Collected data entries
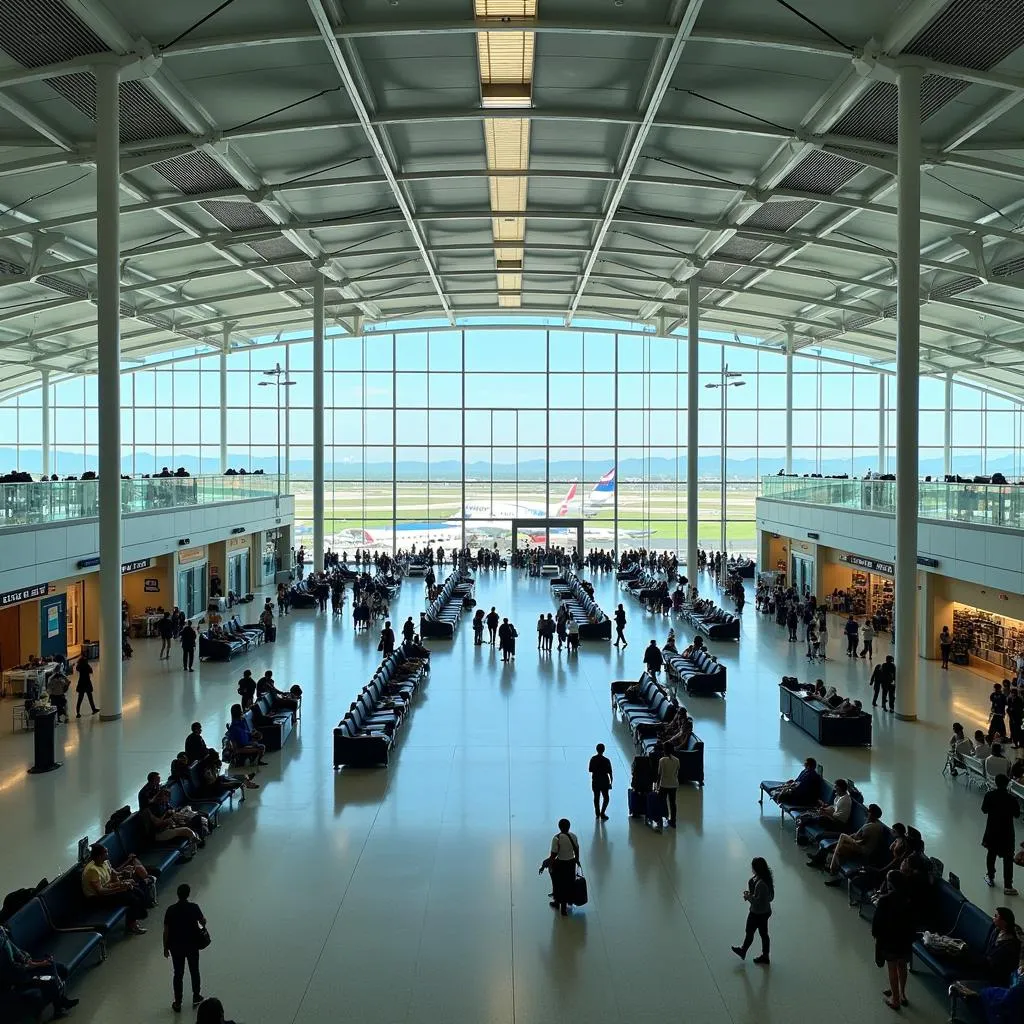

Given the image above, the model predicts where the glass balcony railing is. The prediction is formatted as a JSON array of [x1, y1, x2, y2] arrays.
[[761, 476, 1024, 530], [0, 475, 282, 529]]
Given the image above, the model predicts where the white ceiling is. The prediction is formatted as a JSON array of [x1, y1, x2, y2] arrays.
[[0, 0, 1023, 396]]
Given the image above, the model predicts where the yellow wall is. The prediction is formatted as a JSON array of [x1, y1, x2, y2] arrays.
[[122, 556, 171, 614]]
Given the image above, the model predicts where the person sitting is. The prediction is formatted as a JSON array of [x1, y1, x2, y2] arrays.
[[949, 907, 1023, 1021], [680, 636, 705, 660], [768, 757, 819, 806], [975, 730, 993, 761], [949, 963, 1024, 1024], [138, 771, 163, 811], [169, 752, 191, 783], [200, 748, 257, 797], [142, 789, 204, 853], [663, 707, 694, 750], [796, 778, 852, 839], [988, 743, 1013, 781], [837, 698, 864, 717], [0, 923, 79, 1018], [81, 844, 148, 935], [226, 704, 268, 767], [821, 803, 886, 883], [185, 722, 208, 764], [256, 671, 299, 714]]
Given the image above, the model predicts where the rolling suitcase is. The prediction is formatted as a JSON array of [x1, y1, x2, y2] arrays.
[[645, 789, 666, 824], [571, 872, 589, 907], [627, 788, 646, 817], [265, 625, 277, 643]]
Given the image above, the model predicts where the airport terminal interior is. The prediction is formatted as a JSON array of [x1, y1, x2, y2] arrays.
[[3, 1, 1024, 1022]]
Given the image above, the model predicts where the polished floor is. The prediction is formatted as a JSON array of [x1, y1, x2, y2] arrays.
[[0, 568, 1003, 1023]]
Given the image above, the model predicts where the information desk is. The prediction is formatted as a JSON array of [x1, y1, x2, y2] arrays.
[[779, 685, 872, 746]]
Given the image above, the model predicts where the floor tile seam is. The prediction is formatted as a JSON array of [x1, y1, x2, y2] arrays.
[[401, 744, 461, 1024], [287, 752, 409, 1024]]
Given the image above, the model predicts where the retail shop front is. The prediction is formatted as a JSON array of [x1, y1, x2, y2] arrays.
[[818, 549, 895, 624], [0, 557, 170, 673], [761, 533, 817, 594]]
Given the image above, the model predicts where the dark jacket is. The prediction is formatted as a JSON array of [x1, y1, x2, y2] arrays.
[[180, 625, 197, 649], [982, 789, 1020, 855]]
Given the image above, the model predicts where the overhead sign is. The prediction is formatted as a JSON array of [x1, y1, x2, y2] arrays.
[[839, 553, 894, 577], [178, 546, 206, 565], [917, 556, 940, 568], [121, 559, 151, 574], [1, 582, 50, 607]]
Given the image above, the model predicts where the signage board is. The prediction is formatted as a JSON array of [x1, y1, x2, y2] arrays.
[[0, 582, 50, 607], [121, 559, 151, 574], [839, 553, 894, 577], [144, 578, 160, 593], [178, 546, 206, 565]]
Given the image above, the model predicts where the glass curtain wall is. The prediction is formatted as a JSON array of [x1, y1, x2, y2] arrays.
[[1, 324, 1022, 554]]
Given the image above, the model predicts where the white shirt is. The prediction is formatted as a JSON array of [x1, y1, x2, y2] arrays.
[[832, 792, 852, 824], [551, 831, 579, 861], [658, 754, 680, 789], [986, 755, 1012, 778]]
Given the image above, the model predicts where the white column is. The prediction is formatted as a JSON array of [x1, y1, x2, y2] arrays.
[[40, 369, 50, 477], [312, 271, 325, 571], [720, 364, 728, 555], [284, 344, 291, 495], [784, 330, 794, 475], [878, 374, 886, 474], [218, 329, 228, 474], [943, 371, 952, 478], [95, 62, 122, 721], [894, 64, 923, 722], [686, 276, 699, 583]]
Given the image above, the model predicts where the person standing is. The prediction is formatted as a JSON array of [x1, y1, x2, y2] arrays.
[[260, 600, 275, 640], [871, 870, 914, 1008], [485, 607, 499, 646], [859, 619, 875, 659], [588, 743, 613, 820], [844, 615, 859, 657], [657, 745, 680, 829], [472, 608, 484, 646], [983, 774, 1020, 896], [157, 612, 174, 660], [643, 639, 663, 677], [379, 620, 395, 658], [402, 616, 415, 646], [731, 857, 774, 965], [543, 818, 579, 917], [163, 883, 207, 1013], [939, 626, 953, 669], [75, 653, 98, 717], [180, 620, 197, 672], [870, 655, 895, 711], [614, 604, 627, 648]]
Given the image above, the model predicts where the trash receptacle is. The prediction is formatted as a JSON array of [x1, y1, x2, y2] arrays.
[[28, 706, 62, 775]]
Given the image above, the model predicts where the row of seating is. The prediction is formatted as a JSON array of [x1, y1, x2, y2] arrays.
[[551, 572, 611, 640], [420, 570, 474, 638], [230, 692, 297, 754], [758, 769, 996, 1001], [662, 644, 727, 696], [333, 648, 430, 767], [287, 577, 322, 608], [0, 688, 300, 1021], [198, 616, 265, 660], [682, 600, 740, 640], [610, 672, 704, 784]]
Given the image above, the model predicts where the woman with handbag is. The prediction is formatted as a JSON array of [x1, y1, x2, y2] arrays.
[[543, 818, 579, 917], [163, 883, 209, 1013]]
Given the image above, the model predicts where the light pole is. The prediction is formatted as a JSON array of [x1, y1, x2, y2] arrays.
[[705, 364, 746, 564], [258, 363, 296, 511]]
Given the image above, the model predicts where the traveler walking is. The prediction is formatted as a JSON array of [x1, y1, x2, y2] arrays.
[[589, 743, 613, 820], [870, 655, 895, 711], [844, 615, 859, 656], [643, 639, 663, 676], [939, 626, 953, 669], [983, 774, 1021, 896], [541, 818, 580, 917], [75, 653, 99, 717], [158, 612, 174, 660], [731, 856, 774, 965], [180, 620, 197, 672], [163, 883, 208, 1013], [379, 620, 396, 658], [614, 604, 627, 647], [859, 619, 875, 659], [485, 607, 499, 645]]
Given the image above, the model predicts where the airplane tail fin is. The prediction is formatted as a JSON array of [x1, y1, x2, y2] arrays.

* * *

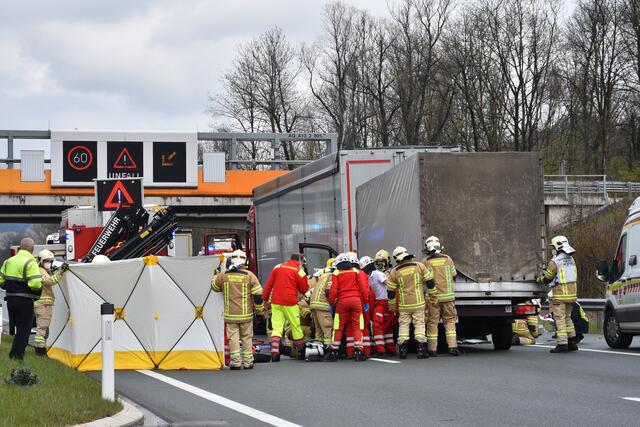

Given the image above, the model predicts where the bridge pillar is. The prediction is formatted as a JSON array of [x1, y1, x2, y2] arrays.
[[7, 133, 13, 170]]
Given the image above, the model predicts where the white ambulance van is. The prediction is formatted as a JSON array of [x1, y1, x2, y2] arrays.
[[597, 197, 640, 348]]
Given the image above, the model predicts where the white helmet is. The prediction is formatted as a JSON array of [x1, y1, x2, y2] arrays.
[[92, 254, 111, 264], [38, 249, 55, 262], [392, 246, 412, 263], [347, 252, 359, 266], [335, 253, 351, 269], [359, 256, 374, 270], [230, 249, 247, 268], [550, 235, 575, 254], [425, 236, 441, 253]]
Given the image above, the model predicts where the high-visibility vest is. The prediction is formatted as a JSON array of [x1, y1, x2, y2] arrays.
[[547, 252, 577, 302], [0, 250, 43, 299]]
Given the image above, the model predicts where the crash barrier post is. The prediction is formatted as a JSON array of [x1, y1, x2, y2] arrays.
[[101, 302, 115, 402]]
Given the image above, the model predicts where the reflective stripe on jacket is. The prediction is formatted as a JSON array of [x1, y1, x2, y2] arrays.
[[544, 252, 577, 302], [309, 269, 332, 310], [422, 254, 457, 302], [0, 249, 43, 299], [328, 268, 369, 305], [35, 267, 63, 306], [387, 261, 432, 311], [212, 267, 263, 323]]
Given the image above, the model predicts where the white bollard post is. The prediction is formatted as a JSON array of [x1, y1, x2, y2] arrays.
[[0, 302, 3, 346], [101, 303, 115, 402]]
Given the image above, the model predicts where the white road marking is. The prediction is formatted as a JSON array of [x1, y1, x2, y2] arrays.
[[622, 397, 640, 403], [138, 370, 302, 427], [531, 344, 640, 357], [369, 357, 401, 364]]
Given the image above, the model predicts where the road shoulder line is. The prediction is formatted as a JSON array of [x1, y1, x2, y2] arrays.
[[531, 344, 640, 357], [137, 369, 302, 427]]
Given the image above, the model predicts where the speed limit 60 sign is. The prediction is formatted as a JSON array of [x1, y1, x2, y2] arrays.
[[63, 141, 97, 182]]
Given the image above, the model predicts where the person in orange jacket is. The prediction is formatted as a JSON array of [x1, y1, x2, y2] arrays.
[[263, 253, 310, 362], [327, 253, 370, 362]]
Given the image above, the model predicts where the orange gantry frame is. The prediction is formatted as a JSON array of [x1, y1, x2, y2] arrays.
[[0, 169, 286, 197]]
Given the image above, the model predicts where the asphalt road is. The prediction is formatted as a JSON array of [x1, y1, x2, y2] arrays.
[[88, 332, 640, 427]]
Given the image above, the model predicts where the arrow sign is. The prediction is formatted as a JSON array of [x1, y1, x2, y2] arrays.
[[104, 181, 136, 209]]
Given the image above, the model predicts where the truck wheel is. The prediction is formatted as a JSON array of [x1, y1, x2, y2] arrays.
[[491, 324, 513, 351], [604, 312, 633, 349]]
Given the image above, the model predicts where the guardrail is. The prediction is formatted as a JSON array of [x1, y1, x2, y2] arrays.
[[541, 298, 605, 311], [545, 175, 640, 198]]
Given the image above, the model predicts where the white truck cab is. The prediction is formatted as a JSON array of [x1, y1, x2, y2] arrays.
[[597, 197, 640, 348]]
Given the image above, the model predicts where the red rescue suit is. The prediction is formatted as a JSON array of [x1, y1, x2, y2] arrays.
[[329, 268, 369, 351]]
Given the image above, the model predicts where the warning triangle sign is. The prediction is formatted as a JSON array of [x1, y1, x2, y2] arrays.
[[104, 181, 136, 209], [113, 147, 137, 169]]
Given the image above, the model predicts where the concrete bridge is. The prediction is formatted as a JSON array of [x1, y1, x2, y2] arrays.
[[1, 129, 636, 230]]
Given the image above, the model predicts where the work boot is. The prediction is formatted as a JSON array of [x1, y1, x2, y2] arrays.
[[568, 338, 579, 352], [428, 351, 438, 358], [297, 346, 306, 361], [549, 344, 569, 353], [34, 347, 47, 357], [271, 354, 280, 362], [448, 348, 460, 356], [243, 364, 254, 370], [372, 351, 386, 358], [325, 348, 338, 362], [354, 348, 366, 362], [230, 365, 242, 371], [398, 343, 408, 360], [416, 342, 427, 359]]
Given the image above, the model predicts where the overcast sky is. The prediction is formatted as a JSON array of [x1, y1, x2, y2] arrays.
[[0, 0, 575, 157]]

--

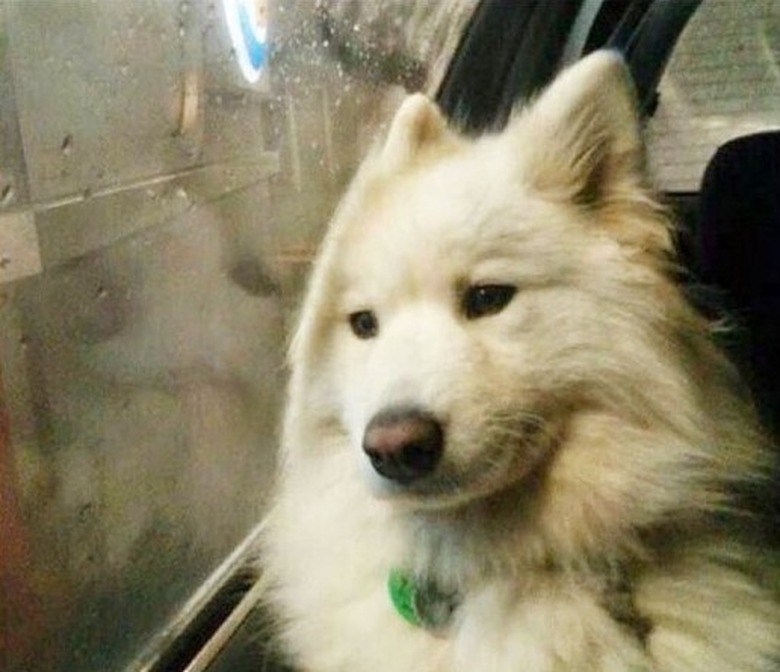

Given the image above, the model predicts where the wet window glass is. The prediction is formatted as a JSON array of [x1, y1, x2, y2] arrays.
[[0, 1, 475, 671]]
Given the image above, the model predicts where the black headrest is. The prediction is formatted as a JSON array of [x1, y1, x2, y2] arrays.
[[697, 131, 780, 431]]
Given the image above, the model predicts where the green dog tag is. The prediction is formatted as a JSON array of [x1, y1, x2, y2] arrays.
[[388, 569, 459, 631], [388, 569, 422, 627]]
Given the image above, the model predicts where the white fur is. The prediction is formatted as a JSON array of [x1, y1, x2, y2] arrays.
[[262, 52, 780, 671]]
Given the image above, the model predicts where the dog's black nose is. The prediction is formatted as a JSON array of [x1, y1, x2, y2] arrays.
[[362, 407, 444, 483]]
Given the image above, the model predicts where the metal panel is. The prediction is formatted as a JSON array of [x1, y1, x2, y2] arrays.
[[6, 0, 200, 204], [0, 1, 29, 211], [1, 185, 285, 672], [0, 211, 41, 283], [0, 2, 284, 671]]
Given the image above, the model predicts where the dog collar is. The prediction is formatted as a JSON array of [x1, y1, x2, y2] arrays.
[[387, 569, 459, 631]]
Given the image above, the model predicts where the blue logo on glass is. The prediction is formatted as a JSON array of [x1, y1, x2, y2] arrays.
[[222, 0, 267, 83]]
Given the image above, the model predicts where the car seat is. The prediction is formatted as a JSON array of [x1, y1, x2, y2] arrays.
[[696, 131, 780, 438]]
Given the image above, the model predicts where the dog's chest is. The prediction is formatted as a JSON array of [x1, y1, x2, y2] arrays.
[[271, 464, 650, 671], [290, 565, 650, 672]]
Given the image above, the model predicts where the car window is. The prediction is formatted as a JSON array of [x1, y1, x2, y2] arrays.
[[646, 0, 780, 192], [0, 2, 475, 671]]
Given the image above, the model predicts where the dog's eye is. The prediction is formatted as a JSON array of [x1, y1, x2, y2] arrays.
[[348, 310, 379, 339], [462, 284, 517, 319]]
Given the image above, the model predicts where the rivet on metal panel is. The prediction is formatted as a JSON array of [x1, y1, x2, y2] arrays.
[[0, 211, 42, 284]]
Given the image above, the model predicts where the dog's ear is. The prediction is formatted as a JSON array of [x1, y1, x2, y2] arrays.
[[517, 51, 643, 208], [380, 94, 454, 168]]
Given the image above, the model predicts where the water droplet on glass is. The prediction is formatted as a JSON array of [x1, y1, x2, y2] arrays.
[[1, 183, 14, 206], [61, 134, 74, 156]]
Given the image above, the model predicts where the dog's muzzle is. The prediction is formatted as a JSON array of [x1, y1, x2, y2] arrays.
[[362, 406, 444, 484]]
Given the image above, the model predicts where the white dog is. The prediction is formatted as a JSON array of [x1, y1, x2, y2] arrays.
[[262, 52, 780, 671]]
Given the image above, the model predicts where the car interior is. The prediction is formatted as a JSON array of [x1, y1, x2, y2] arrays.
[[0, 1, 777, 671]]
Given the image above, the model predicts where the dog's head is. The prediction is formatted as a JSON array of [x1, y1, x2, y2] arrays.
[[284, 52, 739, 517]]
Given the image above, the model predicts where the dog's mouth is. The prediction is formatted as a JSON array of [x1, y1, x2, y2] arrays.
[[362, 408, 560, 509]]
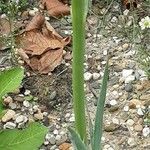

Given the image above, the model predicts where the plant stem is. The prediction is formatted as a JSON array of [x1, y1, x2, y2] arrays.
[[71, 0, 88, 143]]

- [Task prompt]:
Looking back over the data above, restate word for word the lines that begin at the line with "Given the image above, the model predicts where the traveler" and end at the line with "Given the image above, the model predicts where the airplane", inclusive.

- [The answer]:
Given the image above, the model predicts where the traveler walking is. The prediction is formatted as a JSON array of [x1, y1, x2, y2] arrays.
[[589, 743, 613, 820], [870, 655, 895, 711], [844, 615, 859, 656], [643, 639, 663, 676], [939, 626, 953, 669], [983, 774, 1021, 896], [541, 818, 580, 917], [75, 653, 99, 717], [158, 612, 174, 660], [731, 856, 774, 965], [180, 620, 197, 672], [163, 883, 208, 1013], [379, 620, 396, 658], [614, 604, 627, 647], [859, 619, 875, 659], [485, 607, 499, 645]]
Given the image above, the model predicts where the airplane tail fin is. The prediction is formatted as a JSON array of [x1, y1, x2, y2] arrays.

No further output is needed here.